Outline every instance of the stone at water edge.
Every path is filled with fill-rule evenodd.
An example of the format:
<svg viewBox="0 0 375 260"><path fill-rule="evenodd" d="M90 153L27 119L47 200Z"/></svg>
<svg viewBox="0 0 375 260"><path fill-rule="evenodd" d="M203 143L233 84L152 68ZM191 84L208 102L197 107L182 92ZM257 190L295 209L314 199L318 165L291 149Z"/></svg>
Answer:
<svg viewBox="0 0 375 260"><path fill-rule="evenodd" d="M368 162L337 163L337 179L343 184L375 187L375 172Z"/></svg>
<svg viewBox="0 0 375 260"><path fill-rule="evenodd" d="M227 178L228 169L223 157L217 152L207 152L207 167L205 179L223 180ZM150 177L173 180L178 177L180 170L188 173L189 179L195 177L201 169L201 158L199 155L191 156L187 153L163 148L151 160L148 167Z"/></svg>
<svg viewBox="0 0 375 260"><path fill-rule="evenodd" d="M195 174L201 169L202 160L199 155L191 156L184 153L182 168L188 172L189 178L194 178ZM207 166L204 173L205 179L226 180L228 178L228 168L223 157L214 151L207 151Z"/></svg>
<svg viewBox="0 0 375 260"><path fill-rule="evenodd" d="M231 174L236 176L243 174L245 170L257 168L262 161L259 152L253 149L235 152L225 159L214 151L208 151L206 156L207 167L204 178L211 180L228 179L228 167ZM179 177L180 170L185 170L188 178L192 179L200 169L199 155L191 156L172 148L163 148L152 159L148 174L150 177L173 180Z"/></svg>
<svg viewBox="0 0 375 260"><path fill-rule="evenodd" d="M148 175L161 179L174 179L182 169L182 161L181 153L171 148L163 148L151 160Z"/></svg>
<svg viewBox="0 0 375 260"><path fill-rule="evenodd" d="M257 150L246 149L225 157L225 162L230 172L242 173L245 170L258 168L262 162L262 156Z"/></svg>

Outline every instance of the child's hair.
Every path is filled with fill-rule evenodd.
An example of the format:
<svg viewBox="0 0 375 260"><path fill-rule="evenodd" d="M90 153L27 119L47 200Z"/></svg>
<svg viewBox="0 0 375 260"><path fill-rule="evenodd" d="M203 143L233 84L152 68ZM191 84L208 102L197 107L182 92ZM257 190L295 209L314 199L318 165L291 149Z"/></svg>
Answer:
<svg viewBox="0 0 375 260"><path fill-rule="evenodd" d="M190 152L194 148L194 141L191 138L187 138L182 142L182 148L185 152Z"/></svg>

* [Prompt]
Rewrite the part of the records that opens with the first line and closes with the line containing "174L236 176L243 174L245", changing "stone" to "rock" and leaving everything else the same.

* [The output]
Outline every instance of the rock at water edge.
Every path is filled with fill-rule evenodd.
An example of the format:
<svg viewBox="0 0 375 260"><path fill-rule="evenodd" d="M90 153L27 119L47 200Z"/></svg>
<svg viewBox="0 0 375 260"><path fill-rule="evenodd" d="M203 143L233 84L152 68ZM191 84L208 102L197 107L182 92ZM257 190L295 209L314 199L318 165L291 149Z"/></svg>
Answer:
<svg viewBox="0 0 375 260"><path fill-rule="evenodd" d="M368 162L337 163L337 179L343 184L375 187L375 172Z"/></svg>
<svg viewBox="0 0 375 260"><path fill-rule="evenodd" d="M227 178L228 169L223 157L217 152L207 152L207 167L205 179L223 180ZM150 177L173 180L178 177L180 170L188 173L189 179L195 177L201 169L201 158L199 155L191 156L187 153L163 148L151 160L148 167Z"/></svg>
<svg viewBox="0 0 375 260"><path fill-rule="evenodd" d="M195 174L201 169L202 160L199 155L191 156L184 153L182 168L188 172L189 178L194 178ZM207 166L204 173L205 179L226 180L228 178L228 168L223 157L214 151L207 151Z"/></svg>
<svg viewBox="0 0 375 260"><path fill-rule="evenodd" d="M231 174L236 176L243 174L245 170L257 168L262 161L259 152L253 149L235 152L225 159L214 151L208 151L206 156L207 167L204 178L211 180L228 179L228 167ZM179 177L180 170L185 170L188 178L192 179L200 169L199 155L191 156L172 148L163 148L152 159L148 174L150 177L173 180Z"/></svg>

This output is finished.